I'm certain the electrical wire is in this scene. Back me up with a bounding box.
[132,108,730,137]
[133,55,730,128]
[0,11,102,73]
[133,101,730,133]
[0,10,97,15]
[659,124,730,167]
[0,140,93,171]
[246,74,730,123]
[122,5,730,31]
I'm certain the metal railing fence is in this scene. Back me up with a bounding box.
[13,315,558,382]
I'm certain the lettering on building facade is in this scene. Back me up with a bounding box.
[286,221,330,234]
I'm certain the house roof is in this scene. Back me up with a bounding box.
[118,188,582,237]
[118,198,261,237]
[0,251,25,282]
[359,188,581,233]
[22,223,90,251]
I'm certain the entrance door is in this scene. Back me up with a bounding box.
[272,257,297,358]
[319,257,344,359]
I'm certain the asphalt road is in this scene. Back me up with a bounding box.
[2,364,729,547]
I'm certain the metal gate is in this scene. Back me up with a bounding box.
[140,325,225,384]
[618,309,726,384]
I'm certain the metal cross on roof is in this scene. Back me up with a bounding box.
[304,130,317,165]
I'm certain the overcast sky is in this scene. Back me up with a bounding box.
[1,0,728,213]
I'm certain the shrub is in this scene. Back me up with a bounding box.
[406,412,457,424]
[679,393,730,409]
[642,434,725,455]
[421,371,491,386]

++++

** Task to complete **
The answer should consist only of the lines from the one with "I'm certain the metal cross" to the final line of the records above, retyped word for word.

** Solution for this problem **
I'm certain the metal cross on roof is in this scene. Back me up with a bounding box.
[304,130,317,165]
I'm certain the overcast sky is in this scene. Back me up with a bounding box.
[1,0,728,213]
I'm certain the shrub is in this scene. Back me up with a bounding box.
[406,412,457,424]
[679,393,730,409]
[642,434,725,455]
[421,371,491,386]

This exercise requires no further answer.